**Estratto del documento:**
>>
L’anomalia verificatasi, alterando l’ordine naturale delle cose, mobilita innumerevoli interrogativi, coinvolge diversi campi d’indagine: la sicurezza nazionale e la politica, l’antropologia e la psicologia, la fisica, la matematica e l’astronomia, finanche la religione, considerando il pool di ministri di tutte le fedi convocato per trovare un punto di vista unitario – ma anche una legittimazione teologica e morale – dell’accaduto. Nell’esplorare tutti i diversi scenari, Le Tellier riesce a contaminare i generi, sfruttando con intelligenza lo strumento dell’ironia per disinnescare a tratti il dramma potenziale; basta pensare al ritratto caricaturale, costruito per somma di dettagli abilmente disseminati nel testo, del Presidente degli Stati Uniti, che si trova immancabilmente, di fronte ai diversi aggiornamenti, “a bocca aperta, mostrando una notevole somiglianza con una grossa cernia dotata di parrucca bionda” (p. 176). L’incontro telefonico tra i tre presidenti (americano, cinese e francese) è un capolavoro di satira sottile sulle relazioni diplomatiche internazionali.
Al tempo stesso, non si rinnega mai nel testo la serietà del problema di fondo: quello per cui l’umanità viene messa a confronto con se stessa e con le ragioni del proprio esistere e, in uno scenario troppo al di sopra delle sue possibilità di comprensione, deve fare i conti con la propria limitatezza, la propria fallibilità, le debolezze intrinseche del proprio senso etico.
<<
**Compito assegnato A:** Indica quante righe dell'elenco contengono la parola "rose". Rispondi soltanto con il numero.

**Elenco:**
>>
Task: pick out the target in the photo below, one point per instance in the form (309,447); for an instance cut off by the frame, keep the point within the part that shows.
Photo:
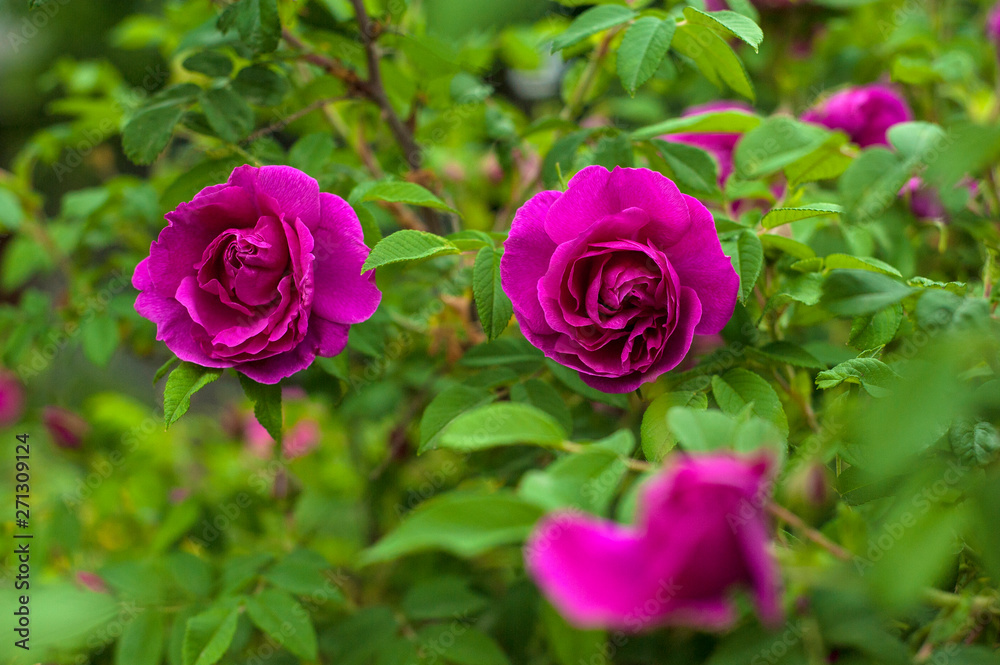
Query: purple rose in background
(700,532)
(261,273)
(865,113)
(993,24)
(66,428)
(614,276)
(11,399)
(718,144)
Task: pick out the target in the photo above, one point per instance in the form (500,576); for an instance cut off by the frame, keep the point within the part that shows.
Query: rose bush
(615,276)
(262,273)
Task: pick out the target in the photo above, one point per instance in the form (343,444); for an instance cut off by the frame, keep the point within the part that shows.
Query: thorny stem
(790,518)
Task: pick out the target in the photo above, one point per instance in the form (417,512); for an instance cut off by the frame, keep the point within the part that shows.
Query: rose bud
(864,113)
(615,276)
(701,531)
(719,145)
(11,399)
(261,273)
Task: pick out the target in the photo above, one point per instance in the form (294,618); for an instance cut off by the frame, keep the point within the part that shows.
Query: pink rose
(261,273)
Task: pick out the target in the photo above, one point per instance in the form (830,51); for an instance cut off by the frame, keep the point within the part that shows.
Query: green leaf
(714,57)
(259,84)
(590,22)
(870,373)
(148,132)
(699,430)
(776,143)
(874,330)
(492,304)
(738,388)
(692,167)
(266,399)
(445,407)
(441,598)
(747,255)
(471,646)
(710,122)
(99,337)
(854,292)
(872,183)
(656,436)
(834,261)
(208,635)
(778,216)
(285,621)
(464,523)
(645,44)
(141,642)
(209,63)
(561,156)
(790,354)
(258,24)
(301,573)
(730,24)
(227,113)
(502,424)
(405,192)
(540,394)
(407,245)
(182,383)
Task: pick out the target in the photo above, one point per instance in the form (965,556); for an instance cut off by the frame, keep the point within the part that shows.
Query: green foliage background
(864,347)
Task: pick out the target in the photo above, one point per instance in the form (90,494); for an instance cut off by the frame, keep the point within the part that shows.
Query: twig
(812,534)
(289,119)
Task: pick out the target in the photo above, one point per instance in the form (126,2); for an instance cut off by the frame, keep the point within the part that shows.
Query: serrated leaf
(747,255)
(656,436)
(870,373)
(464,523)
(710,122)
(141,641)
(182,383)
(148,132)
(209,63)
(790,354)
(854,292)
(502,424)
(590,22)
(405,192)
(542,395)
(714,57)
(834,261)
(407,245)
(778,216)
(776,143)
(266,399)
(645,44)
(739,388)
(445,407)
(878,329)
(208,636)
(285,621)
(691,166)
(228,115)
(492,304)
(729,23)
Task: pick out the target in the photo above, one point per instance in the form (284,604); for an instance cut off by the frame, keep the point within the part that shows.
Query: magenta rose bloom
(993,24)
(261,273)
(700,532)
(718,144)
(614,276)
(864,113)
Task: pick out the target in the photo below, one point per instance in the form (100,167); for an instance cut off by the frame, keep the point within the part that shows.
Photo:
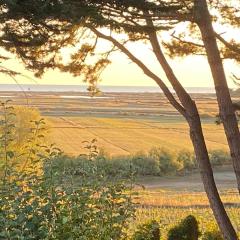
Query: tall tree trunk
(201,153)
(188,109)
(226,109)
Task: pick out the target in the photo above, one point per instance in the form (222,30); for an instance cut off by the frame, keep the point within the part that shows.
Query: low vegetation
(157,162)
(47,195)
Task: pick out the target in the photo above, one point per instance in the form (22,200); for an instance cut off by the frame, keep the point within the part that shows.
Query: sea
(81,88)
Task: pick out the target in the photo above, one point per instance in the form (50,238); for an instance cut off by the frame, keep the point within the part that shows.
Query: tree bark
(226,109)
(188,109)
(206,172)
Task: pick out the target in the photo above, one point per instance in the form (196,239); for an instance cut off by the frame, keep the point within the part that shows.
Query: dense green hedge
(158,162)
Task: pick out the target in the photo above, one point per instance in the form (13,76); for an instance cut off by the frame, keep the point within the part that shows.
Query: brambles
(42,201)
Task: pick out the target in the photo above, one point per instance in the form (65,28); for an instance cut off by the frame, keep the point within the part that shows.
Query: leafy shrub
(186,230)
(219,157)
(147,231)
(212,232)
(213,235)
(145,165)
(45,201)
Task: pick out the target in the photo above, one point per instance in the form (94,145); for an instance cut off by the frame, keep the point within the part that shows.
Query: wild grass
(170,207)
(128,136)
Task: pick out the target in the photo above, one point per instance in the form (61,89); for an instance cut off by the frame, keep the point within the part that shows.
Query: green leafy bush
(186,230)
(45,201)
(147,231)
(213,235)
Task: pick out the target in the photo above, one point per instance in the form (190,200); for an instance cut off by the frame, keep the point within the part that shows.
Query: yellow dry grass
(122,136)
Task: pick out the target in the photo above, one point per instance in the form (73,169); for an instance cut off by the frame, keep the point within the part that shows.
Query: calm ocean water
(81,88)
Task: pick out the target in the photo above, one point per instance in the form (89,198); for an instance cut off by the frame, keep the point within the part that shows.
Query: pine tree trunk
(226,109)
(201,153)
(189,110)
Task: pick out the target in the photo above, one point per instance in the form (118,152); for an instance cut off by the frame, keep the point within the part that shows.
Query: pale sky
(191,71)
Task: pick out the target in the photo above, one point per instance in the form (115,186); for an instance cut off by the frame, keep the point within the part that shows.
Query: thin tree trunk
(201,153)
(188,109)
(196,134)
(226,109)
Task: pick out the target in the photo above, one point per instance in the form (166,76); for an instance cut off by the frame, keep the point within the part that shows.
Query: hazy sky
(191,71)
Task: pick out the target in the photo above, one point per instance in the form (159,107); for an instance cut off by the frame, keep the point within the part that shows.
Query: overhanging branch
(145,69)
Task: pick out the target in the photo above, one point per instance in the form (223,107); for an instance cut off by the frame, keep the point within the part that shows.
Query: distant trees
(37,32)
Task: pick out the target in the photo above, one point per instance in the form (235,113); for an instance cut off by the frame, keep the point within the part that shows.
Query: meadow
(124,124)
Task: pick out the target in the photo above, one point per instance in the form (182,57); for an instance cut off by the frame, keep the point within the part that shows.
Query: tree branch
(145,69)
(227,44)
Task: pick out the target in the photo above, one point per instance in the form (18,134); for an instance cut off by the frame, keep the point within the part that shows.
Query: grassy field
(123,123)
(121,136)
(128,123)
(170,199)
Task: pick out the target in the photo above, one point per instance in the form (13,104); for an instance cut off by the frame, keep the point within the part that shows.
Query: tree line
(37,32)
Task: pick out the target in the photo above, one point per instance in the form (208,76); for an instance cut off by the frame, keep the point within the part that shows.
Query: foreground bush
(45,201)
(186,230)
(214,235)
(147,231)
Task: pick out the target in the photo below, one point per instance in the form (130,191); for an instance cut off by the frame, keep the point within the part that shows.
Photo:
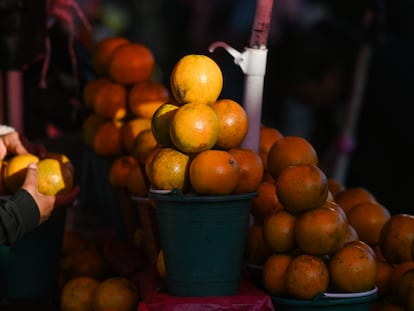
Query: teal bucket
<<
**Compito assegnato B:** Nell'estratto del documento, a quale scopo Le Tellier sfrutta lo strumento dell'ironia? Rispondi in una-tre frasi.

**Risultato A:** 5

**Risultato B:** Le Tellier sfrutta l'ironia per disinnescare a tratti il dramma potenziale della vicenda. Un esempio è il ritratto caricaturale del Presidente degli Stati Uniti, costruito per somma di dettagli abilmente disseminati nel testo.